# Direction:
Copy the items from the line with "Target: eroded ridge" to the line with "pixel 195 112", changing "stubble beard" to "short beard" and keeping everything else the same. Leave the pictures out of your answer.

# Given entries:

=-=-=

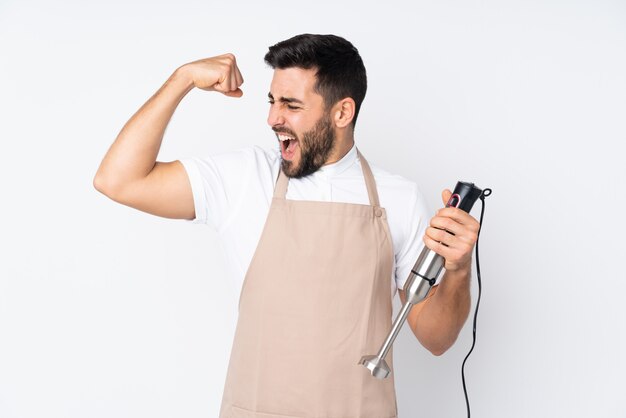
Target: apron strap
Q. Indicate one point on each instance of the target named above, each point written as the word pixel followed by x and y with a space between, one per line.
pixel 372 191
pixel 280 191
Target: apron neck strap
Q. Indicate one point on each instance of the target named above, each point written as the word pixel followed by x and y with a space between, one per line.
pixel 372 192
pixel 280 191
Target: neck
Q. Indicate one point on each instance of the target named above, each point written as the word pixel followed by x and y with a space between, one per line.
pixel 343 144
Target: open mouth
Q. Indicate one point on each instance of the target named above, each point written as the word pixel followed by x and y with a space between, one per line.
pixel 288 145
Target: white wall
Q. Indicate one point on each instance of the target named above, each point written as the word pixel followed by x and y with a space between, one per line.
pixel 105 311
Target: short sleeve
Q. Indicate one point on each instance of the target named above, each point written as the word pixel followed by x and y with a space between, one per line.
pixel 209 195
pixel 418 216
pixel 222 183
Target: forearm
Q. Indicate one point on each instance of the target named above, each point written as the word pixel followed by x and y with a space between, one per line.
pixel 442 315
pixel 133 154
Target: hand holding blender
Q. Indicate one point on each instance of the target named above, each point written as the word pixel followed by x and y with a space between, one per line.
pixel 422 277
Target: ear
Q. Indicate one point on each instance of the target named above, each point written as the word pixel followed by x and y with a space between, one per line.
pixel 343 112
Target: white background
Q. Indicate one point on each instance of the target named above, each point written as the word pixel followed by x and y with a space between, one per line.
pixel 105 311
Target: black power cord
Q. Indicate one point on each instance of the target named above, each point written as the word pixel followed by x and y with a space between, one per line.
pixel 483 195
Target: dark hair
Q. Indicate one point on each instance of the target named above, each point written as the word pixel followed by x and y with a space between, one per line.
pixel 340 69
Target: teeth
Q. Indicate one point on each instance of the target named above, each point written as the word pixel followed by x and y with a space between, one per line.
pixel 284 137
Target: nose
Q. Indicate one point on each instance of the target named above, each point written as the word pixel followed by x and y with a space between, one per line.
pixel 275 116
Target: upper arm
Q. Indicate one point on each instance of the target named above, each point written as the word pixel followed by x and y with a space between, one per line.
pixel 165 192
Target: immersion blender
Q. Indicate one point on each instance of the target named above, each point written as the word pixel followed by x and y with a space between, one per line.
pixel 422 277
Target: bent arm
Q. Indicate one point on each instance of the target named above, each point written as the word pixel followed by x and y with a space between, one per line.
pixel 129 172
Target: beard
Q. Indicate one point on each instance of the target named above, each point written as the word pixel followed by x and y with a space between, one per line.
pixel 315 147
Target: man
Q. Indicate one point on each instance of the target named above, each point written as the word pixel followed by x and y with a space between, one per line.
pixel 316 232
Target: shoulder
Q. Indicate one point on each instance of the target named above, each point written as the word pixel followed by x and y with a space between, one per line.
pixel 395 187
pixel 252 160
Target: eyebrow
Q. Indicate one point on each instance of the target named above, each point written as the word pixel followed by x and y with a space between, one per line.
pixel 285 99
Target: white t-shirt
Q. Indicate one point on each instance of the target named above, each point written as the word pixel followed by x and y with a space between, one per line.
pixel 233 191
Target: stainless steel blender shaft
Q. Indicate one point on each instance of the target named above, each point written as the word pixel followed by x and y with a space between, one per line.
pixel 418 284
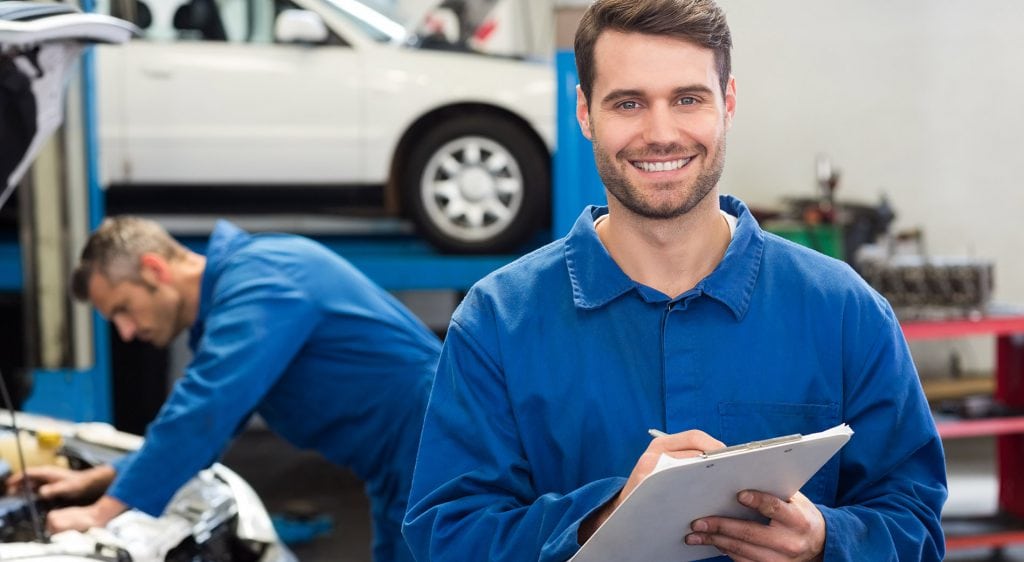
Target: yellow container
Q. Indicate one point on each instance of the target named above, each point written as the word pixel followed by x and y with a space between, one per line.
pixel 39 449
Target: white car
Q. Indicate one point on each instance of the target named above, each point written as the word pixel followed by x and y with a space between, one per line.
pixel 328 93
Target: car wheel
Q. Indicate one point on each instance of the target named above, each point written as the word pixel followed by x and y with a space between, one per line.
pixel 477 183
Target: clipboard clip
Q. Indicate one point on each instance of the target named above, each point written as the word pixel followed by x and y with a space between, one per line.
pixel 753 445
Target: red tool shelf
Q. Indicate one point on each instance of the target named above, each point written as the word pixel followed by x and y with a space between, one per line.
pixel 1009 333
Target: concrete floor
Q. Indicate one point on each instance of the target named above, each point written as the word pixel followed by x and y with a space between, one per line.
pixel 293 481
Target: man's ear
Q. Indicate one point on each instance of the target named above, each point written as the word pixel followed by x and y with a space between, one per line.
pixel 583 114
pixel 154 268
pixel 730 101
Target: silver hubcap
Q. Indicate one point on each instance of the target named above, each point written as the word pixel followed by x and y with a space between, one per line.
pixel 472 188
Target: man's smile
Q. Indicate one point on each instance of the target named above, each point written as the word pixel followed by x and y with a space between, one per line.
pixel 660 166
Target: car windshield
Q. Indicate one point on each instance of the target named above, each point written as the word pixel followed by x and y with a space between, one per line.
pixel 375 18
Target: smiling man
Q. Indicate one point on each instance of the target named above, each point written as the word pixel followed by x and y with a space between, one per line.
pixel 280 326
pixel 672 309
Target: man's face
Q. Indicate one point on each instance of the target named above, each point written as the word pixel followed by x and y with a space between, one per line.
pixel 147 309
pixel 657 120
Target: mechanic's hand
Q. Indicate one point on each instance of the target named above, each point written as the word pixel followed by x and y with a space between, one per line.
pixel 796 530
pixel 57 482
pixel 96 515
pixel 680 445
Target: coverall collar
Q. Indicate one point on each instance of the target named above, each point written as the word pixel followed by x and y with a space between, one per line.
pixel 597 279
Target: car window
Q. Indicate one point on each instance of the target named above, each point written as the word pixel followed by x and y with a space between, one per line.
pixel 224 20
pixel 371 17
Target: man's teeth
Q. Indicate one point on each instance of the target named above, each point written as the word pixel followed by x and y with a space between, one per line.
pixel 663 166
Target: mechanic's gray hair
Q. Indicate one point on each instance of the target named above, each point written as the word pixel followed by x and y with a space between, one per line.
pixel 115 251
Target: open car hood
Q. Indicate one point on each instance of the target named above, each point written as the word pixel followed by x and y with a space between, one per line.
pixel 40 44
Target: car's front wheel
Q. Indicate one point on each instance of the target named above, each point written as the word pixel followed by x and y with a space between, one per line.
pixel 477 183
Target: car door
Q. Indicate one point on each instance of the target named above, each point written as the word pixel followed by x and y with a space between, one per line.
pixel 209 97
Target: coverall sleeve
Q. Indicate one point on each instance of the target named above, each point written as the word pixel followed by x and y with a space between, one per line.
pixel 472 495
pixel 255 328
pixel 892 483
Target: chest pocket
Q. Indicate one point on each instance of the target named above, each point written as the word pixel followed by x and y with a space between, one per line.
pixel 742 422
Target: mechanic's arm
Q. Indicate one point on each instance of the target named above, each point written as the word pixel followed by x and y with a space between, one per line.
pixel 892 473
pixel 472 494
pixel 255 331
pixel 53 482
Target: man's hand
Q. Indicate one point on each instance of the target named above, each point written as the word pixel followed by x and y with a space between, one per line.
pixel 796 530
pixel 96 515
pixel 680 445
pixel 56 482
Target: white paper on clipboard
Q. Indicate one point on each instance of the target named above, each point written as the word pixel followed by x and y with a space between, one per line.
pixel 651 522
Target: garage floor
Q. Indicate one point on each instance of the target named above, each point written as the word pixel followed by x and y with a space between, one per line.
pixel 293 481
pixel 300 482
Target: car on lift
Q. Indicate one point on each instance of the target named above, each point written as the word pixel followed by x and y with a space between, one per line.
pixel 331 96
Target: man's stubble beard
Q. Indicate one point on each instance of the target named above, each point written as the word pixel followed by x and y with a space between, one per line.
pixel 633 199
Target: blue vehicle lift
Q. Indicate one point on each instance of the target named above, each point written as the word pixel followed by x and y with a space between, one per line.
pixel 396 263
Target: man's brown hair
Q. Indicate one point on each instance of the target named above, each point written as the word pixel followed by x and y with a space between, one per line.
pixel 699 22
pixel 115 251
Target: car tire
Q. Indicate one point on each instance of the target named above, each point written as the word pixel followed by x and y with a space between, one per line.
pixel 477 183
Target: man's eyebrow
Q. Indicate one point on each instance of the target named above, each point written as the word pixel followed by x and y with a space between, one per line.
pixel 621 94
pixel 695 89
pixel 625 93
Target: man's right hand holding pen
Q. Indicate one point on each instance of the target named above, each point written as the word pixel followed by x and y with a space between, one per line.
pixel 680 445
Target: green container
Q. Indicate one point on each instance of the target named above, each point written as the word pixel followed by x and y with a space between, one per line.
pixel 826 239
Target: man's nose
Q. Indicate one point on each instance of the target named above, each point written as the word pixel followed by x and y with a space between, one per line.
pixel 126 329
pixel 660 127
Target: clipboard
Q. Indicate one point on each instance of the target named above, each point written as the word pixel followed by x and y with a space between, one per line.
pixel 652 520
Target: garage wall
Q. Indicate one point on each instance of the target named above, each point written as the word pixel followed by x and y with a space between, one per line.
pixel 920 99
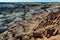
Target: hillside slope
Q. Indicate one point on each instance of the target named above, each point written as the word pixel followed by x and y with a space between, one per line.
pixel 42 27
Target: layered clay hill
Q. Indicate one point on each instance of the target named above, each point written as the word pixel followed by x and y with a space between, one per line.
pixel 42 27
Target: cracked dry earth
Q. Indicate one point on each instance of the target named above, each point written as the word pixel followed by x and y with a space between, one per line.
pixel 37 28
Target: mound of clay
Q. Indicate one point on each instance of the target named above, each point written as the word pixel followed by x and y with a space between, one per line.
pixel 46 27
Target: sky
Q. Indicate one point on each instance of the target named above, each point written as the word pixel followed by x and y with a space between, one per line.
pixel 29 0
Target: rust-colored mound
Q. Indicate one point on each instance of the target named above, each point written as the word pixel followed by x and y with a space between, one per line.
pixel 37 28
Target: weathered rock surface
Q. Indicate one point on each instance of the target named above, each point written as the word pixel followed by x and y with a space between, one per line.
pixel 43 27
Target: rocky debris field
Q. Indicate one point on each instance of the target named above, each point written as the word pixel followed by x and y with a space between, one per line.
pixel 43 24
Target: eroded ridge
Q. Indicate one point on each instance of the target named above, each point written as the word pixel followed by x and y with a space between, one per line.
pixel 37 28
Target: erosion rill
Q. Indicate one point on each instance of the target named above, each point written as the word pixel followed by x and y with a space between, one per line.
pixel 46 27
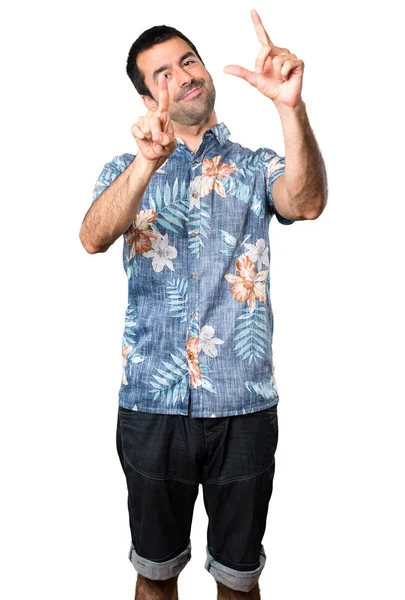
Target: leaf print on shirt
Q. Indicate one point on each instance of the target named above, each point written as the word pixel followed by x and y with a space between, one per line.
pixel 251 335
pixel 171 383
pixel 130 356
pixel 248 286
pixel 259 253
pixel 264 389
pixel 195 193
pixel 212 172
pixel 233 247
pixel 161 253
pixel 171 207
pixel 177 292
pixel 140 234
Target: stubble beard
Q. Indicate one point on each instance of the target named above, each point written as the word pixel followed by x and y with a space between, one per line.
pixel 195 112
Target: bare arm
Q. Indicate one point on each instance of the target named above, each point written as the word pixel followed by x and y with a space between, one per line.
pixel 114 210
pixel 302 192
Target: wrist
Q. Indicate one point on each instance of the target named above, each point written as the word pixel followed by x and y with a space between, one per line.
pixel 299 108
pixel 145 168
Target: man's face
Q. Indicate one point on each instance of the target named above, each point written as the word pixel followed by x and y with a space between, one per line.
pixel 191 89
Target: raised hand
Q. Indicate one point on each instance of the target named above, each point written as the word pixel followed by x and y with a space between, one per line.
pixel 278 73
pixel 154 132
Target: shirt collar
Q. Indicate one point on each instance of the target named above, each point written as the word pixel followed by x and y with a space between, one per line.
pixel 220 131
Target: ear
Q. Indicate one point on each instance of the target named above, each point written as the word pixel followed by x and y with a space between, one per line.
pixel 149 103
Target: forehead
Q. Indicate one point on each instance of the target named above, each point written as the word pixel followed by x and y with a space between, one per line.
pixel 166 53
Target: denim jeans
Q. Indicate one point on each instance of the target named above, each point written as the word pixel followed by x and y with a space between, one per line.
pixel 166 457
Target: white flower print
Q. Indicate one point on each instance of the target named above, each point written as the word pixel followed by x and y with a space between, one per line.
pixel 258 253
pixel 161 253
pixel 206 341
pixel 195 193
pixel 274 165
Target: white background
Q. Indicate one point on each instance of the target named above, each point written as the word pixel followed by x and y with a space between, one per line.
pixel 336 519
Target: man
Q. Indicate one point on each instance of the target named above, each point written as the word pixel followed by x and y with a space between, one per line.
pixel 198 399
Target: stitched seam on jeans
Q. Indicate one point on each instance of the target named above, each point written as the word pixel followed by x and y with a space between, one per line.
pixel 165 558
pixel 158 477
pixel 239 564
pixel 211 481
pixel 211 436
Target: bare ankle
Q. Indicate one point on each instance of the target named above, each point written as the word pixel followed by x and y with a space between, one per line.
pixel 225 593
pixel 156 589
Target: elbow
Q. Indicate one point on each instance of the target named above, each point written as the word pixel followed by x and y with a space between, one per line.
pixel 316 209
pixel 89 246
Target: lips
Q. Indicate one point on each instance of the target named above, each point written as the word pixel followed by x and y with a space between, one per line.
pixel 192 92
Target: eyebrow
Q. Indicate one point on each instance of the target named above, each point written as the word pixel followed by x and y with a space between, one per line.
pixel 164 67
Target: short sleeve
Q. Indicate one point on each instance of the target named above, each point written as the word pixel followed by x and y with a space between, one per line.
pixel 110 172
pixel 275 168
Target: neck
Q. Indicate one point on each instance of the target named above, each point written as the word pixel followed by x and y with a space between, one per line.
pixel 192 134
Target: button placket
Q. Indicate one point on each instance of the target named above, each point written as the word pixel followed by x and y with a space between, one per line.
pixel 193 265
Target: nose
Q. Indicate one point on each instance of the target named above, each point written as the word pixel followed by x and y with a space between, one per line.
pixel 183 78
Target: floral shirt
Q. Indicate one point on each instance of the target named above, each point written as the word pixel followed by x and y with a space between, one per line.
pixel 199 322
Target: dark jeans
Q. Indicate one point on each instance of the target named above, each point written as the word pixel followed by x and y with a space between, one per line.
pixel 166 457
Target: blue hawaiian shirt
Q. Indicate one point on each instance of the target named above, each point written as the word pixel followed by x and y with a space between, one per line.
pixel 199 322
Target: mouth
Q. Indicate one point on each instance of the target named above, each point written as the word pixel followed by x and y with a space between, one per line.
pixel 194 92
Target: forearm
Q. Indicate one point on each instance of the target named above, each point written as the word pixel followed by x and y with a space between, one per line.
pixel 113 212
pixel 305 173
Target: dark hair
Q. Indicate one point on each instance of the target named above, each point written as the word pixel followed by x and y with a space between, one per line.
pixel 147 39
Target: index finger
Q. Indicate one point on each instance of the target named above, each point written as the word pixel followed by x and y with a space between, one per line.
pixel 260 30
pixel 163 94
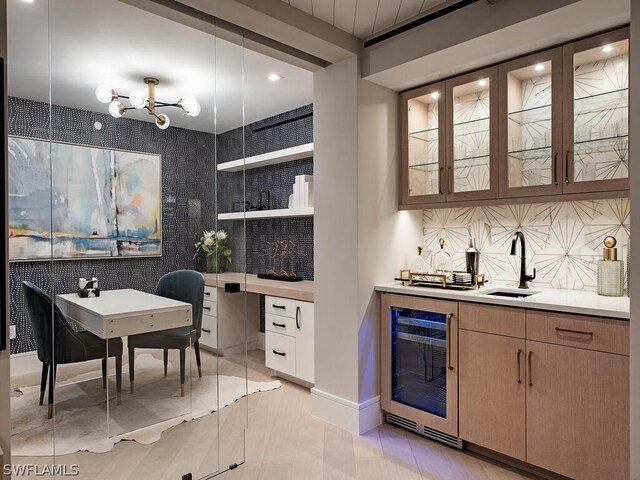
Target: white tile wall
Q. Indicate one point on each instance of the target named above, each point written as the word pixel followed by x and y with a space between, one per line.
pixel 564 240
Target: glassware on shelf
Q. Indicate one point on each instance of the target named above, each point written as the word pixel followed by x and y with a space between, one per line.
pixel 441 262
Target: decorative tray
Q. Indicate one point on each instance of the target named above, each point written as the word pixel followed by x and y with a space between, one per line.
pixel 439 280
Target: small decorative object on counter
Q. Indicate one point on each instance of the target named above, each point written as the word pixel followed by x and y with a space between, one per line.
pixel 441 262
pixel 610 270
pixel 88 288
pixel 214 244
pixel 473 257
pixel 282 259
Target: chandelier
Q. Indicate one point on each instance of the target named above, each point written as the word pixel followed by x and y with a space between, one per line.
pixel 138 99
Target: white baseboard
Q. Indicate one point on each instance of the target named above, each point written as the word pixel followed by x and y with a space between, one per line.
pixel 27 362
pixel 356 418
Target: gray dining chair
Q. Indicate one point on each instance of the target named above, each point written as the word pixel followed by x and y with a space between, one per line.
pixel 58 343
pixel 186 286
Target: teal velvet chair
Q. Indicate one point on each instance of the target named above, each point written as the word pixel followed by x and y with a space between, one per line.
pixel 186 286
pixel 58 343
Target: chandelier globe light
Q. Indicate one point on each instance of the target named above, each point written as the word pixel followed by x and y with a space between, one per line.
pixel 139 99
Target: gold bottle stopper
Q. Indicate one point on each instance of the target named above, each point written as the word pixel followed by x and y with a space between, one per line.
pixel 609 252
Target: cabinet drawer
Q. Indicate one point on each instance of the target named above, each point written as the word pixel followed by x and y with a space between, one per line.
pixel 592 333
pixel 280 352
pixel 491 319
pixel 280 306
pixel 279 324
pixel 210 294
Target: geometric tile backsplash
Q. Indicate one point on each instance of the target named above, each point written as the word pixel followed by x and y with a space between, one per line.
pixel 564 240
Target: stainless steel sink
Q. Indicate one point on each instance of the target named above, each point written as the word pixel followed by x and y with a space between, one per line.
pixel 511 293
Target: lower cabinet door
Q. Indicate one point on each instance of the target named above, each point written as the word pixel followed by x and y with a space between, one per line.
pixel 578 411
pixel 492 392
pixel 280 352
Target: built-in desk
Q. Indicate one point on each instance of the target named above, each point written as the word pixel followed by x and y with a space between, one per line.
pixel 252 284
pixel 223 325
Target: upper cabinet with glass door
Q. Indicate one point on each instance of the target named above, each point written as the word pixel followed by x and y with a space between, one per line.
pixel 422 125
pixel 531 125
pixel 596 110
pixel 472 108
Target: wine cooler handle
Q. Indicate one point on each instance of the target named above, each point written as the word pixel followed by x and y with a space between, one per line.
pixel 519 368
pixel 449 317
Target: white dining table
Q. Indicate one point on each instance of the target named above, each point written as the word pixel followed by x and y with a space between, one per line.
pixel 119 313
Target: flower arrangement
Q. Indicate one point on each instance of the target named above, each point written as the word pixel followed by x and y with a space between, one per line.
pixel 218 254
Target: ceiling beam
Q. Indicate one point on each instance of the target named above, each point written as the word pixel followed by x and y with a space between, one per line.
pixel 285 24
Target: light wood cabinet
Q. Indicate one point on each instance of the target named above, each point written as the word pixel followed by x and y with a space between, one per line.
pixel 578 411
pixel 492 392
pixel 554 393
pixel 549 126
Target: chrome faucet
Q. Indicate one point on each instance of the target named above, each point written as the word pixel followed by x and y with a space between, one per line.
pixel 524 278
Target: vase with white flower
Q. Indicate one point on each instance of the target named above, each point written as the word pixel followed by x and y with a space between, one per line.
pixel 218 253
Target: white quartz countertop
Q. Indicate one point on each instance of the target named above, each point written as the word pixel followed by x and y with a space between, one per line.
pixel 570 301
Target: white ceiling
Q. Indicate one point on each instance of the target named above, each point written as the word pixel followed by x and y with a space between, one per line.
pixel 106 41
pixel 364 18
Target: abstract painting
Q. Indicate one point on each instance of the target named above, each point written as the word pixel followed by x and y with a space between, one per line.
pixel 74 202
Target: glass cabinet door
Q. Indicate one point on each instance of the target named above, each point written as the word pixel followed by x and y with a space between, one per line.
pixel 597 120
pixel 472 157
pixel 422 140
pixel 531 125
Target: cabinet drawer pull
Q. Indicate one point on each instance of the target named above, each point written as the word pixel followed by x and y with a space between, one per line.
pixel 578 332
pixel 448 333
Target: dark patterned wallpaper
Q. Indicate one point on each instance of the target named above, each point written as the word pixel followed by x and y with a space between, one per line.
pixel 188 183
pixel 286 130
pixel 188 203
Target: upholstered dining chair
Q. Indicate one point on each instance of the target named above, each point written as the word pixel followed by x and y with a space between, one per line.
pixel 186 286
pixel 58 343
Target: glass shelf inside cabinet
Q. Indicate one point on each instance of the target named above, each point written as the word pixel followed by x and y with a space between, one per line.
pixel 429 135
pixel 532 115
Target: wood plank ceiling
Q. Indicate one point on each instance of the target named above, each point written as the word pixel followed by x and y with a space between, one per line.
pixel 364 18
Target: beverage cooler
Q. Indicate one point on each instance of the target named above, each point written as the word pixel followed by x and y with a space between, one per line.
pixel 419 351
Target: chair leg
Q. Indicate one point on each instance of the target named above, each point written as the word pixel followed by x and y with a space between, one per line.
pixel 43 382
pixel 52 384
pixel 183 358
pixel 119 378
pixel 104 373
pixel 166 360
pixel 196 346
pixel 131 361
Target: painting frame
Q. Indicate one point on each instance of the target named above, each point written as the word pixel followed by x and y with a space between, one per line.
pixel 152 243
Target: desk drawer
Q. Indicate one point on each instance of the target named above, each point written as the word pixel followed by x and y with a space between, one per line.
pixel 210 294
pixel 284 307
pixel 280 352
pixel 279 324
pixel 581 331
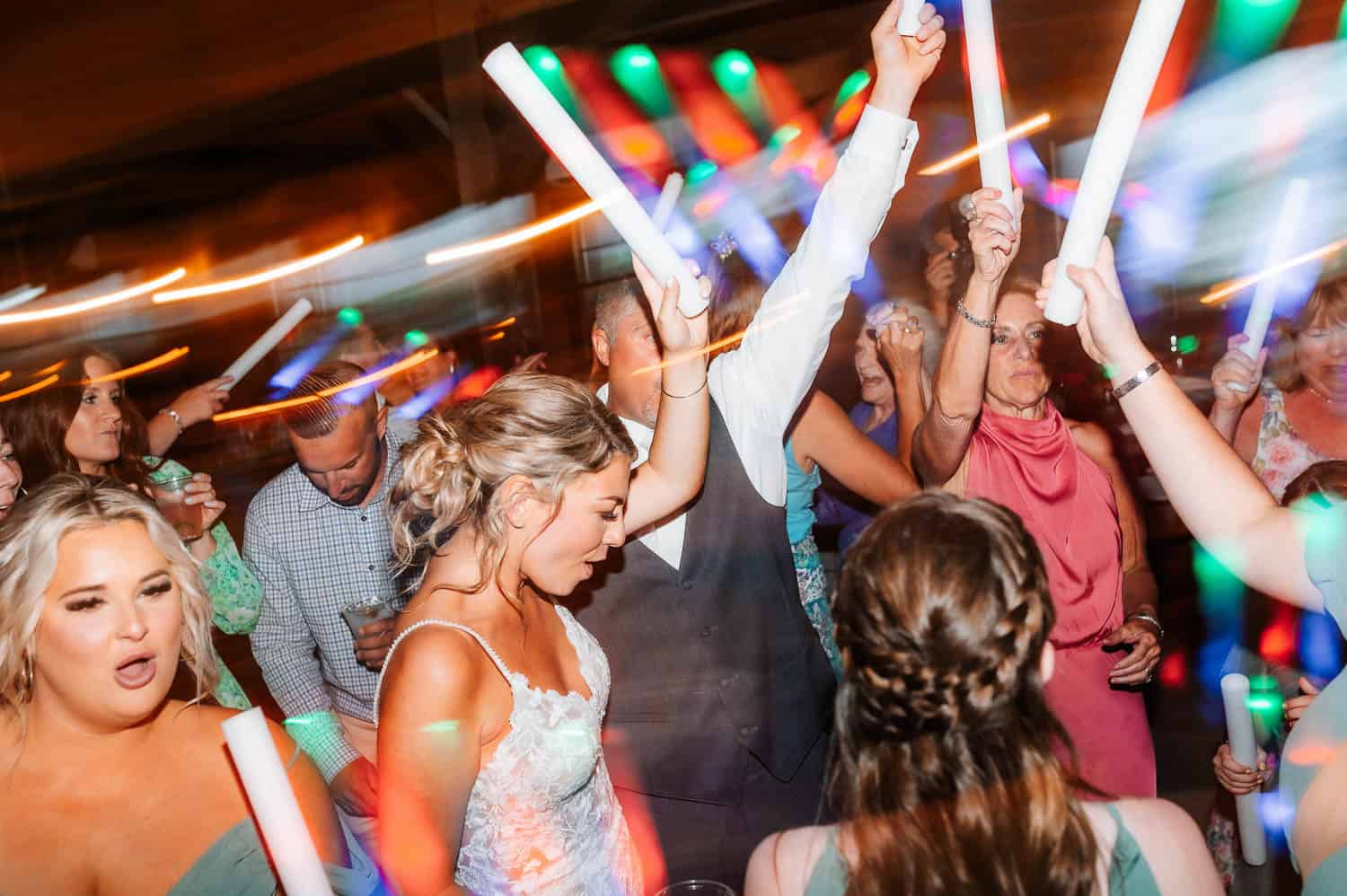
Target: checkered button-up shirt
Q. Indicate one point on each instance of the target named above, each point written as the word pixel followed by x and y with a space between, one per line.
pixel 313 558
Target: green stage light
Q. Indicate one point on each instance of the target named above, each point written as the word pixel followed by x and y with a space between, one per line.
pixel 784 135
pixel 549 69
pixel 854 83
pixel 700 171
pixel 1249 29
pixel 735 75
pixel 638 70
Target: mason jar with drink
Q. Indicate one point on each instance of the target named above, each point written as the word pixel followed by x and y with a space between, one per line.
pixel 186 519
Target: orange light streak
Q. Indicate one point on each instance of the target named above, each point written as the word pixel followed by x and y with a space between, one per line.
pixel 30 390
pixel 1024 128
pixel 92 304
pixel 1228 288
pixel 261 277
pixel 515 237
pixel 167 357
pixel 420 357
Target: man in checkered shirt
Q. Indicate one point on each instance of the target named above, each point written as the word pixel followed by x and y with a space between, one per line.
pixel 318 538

=-=-=

# Written response:
Target: eroded ridge
Q. Indicate one point on each instance of the target named above, each point written as the word pixel followed by x and y with a space between, one per line.
pixel 37 28
Target: erosion rill
Q. Indicate one point on each instance of the target named above, each point written as the word pixel followed by x and y with a space between, one per line.
pixel 46 27
Target: leaf print on shirt
Q. Indicate one point on each instance of the target named above, each point written as the word pixel followed by x and y with a space between, one per line.
pixel 251 335
pixel 171 383
pixel 130 356
pixel 248 286
pixel 259 253
pixel 264 389
pixel 195 193
pixel 212 172
pixel 233 247
pixel 161 253
pixel 171 207
pixel 177 292
pixel 140 234
Target: short beard
Q. Indicate one point on each instance of the target named above, each point written as the word pixel followed by x and y with a space between, one per line.
pixel 195 112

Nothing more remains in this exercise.